BEGIN

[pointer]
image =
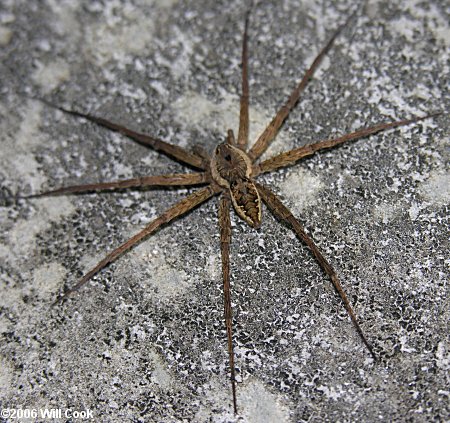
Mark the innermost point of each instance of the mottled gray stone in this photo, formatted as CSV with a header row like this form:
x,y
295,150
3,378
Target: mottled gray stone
x,y
145,340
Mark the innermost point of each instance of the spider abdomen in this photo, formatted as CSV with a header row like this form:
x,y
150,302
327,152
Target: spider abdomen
x,y
246,201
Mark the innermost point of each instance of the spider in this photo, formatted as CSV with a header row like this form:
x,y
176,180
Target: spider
x,y
230,173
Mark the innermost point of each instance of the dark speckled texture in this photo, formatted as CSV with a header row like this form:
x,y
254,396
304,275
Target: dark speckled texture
x,y
145,340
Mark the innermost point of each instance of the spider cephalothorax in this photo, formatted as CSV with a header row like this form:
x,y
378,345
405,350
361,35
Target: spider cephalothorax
x,y
231,168
229,173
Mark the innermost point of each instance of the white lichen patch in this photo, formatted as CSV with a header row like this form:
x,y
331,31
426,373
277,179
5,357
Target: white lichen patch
x,y
5,36
16,154
334,393
302,188
195,110
52,75
160,374
259,405
47,279
436,189
6,372
161,277
23,234
386,212
119,34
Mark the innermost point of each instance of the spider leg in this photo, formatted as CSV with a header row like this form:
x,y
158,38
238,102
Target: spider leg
x,y
243,115
289,157
171,213
181,179
174,151
283,213
225,238
271,131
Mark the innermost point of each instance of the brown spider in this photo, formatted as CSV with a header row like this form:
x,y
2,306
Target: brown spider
x,y
230,172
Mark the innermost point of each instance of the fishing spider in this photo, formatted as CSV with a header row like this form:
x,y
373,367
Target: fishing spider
x,y
230,173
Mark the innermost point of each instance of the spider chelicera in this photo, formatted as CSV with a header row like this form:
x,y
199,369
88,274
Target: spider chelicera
x,y
230,173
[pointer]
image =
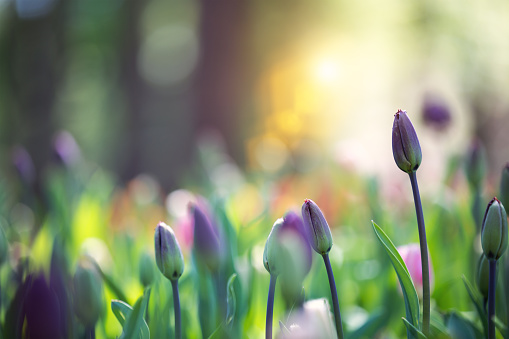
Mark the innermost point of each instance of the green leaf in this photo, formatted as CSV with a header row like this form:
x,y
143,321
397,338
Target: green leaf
x,y
501,327
477,300
131,319
413,330
407,286
121,310
231,302
459,328
375,322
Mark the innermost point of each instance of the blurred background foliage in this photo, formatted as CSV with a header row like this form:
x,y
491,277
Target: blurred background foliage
x,y
256,106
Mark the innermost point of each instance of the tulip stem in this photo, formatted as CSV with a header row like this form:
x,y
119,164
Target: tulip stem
x,y
176,309
334,295
424,255
270,307
491,299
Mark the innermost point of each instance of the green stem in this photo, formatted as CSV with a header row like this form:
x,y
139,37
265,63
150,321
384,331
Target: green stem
x,y
491,299
176,308
334,295
270,307
424,255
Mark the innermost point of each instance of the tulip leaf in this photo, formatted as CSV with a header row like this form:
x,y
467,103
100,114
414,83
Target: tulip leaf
x,y
413,330
373,324
458,327
477,300
501,327
131,319
231,302
407,286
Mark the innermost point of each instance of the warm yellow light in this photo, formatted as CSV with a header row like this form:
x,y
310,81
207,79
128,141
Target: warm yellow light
x,y
326,70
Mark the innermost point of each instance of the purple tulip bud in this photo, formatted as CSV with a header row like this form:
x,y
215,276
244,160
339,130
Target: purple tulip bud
x,y
43,314
206,239
317,228
504,186
405,144
67,151
169,257
24,165
494,230
435,113
411,255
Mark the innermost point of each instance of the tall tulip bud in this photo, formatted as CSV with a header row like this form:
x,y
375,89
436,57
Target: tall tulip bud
x,y
317,229
169,257
504,186
405,144
206,240
146,269
494,230
483,276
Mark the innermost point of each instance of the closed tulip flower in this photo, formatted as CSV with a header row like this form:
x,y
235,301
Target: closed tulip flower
x,y
169,258
494,230
405,144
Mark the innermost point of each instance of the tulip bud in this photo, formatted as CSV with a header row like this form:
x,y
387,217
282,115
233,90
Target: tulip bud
x,y
206,240
494,230
169,257
146,269
483,276
504,186
317,229
475,166
405,144
88,294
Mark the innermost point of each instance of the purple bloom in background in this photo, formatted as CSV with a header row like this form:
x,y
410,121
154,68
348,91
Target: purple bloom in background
x,y
66,150
206,239
294,224
411,255
24,165
42,310
435,113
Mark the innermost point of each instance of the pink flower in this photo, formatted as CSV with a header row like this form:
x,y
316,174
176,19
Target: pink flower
x,y
411,255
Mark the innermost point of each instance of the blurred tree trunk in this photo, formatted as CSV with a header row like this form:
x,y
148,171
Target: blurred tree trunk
x,y
222,78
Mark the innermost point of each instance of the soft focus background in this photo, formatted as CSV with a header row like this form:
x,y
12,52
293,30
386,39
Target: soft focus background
x,y
116,114
286,84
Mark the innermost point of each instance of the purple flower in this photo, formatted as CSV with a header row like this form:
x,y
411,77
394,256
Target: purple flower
x,y
411,255
206,239
405,144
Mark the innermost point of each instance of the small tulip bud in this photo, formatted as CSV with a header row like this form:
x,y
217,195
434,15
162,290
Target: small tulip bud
x,y
317,229
169,257
475,165
146,269
504,186
483,276
494,230
405,144
88,293
206,240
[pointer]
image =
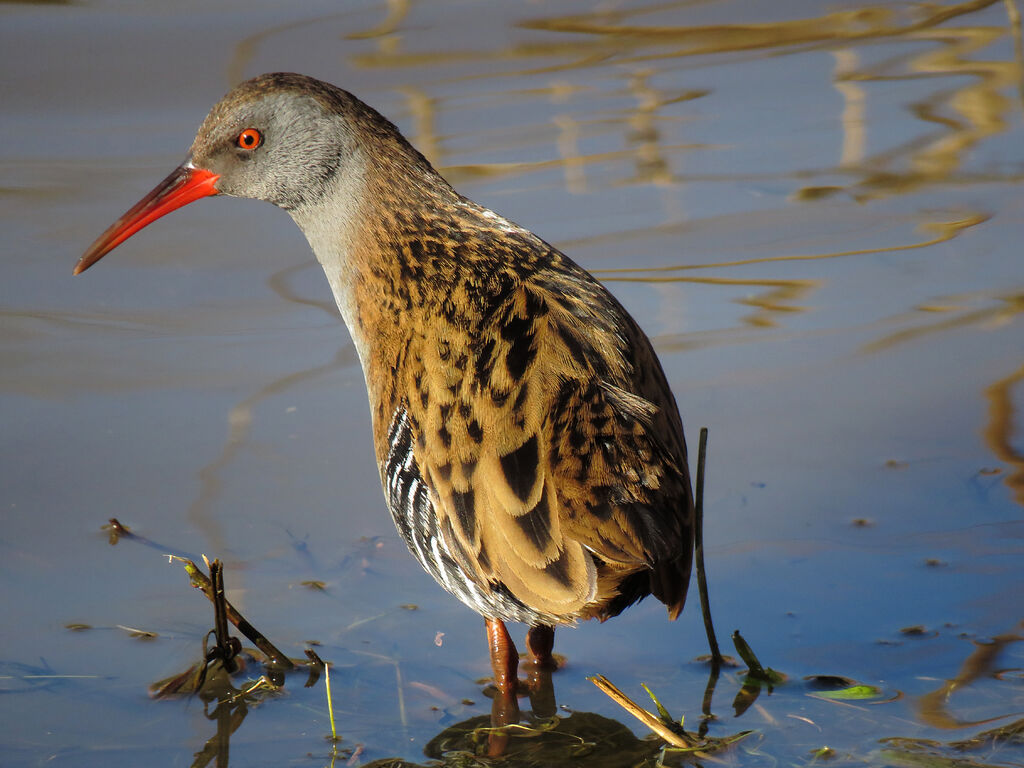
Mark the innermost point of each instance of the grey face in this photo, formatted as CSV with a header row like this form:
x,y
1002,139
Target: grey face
x,y
281,146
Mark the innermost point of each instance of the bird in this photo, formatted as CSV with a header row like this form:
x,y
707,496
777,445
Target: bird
x,y
530,451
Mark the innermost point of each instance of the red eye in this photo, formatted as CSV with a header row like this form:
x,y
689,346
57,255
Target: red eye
x,y
250,138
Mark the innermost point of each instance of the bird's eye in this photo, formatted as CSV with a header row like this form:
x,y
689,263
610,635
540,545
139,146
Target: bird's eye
x,y
250,138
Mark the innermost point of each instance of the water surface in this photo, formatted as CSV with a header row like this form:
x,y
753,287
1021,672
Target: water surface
x,y
813,209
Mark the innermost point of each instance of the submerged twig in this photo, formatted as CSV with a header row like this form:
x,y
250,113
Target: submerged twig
x,y
200,582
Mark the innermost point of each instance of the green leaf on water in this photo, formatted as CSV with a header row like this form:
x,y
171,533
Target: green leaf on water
x,y
662,712
853,693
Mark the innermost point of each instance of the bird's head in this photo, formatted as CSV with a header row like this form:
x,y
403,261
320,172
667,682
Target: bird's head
x,y
281,137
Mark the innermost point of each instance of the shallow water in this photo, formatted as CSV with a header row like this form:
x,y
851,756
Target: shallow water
x,y
813,209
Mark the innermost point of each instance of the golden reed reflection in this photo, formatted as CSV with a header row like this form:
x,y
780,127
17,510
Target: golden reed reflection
x,y
1000,428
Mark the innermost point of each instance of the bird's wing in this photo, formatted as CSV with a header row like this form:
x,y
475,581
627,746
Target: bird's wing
x,y
537,451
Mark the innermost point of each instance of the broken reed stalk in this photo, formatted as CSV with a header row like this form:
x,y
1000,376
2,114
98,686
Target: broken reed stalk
x,y
330,704
200,582
716,654
652,722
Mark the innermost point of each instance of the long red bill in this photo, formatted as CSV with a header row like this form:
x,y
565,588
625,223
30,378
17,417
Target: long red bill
x,y
184,185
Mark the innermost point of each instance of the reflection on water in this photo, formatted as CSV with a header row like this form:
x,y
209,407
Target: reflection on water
x,y
813,209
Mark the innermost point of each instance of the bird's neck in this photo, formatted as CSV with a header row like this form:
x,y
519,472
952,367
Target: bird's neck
x,y
394,249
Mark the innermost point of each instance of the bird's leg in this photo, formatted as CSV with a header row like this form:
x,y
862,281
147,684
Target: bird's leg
x,y
540,640
505,663
504,656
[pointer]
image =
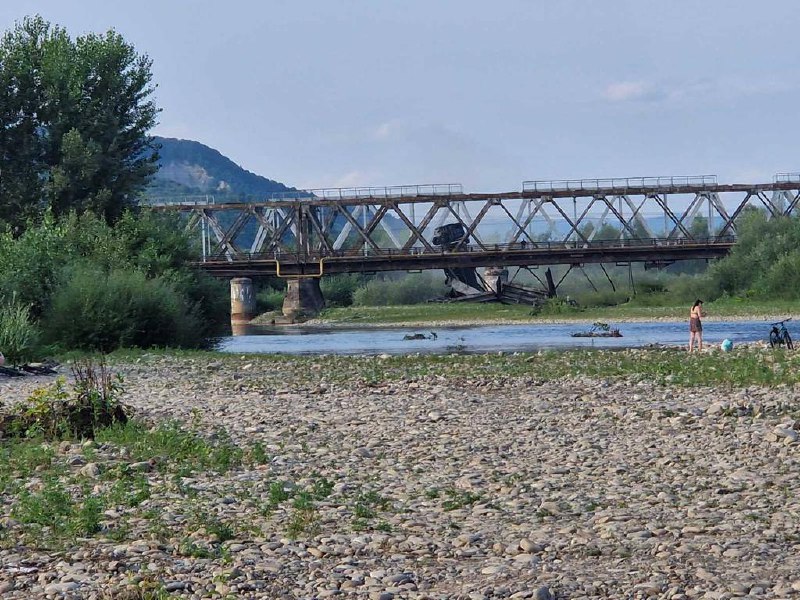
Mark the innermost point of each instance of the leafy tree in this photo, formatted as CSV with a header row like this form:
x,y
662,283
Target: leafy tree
x,y
74,118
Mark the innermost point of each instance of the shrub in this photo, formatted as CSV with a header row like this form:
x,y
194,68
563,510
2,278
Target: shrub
x,y
269,300
55,412
98,311
18,334
412,289
340,289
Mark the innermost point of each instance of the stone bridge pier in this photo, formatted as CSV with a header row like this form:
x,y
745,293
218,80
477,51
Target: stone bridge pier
x,y
243,303
303,299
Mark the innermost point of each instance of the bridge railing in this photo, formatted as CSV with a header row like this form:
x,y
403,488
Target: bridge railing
x,y
617,183
787,178
397,191
515,247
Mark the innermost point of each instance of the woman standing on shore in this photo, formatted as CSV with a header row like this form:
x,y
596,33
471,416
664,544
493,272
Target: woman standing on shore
x,y
695,325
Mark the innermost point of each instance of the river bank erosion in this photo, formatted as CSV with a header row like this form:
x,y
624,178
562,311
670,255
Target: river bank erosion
x,y
584,474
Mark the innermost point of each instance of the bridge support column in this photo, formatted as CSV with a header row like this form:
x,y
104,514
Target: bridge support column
x,y
243,302
495,278
303,298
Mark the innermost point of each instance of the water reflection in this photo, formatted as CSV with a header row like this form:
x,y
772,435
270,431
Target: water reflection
x,y
475,339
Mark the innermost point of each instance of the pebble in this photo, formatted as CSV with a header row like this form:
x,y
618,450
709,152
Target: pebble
x,y
469,487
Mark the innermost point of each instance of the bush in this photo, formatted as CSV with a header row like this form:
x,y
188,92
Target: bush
x,y
18,334
97,311
55,412
339,290
412,289
269,300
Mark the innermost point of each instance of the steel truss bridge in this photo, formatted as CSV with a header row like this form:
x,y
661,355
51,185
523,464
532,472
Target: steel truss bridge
x,y
653,220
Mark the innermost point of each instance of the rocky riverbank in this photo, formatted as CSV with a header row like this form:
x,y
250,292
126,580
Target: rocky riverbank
x,y
434,487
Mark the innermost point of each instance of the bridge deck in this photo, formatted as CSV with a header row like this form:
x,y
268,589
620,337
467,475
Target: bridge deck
x,y
520,254
312,200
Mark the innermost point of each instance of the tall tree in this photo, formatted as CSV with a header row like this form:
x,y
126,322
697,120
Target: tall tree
x,y
74,122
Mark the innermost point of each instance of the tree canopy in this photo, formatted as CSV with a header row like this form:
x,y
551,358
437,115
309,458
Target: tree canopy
x,y
74,122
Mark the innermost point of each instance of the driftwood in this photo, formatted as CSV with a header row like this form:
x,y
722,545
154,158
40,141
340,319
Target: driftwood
x,y
612,333
599,329
420,336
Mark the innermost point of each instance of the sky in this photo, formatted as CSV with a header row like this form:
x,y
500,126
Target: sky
x,y
342,93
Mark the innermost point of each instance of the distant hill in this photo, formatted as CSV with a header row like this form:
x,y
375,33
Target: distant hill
x,y
189,168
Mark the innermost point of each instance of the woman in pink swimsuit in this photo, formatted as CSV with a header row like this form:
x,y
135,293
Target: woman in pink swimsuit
x,y
696,325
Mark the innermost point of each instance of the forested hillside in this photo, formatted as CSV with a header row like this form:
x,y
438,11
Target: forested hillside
x,y
187,167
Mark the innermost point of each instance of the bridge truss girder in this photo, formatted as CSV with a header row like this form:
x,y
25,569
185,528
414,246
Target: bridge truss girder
x,y
307,231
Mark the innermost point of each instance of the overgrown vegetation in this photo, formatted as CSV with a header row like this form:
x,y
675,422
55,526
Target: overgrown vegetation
x,y
86,284
18,334
75,116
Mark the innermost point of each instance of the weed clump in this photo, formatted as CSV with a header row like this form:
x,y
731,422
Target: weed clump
x,y
57,412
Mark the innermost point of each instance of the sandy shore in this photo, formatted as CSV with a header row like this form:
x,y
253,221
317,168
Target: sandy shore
x,y
450,488
325,324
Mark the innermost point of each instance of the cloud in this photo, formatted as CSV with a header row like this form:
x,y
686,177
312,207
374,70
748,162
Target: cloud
x,y
623,91
387,130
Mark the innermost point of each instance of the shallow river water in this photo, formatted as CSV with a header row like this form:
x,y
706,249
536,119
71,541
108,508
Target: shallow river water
x,y
481,338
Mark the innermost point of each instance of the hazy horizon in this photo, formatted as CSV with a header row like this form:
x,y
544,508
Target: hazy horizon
x,y
327,94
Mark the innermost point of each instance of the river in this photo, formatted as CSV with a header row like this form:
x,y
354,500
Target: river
x,y
480,338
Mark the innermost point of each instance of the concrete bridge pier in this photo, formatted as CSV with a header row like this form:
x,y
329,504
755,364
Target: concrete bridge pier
x,y
243,303
495,278
303,297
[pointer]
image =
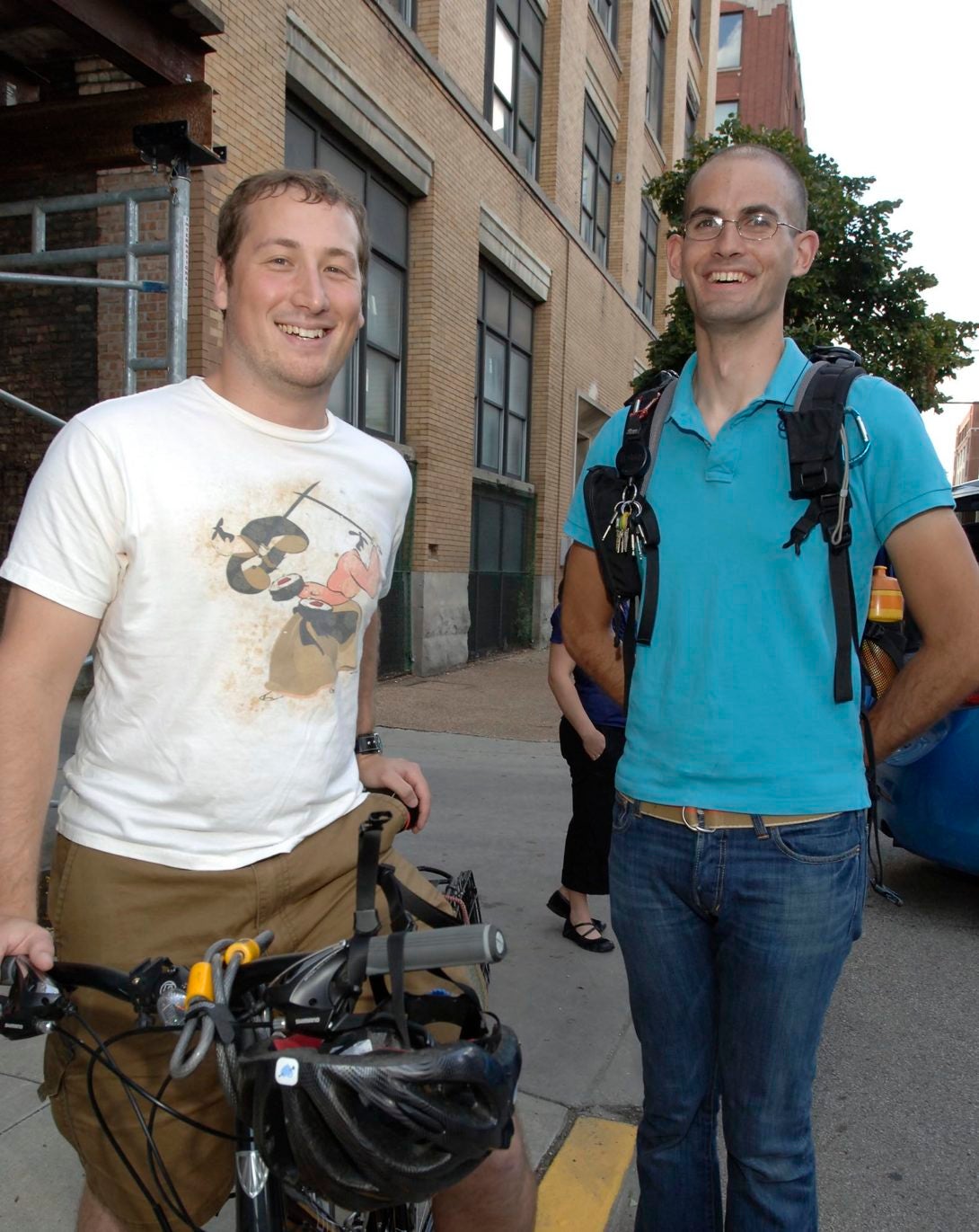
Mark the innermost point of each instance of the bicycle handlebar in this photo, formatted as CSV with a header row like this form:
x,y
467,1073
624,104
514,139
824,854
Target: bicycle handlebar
x,y
464,945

END

### Description of the task
What you return must match, line for line, the span from the line containing "Mark the innermost point of each instance of the hazy" through the last line of the listing above, with every picture omitted.

### Your solution
Mark the innermost point of each instance of the hazy horizon in this photo, formatted as CSV with a header row like this form:
x,y
544,508
Target: hazy horizon
x,y
327,94
Mark the innermost point of each instance of the river in this photo, formatted as CSV with a header row like this form:
x,y
354,500
Target: river
x,y
480,338
Mark the innermost point of each instance of the concrete bridge pier in this photo, formatted as CSV with a header row like this form:
x,y
329,504
755,364
Target: concrete bridge pier
x,y
243,303
495,278
303,297
[pointer]
image =
Mark the innermost point of each instance of the bicycle handlebar in this photo, formatted as CSV with a header row like this form:
x,y
467,1073
624,104
514,139
824,854
Target: bicycle handlebar
x,y
464,945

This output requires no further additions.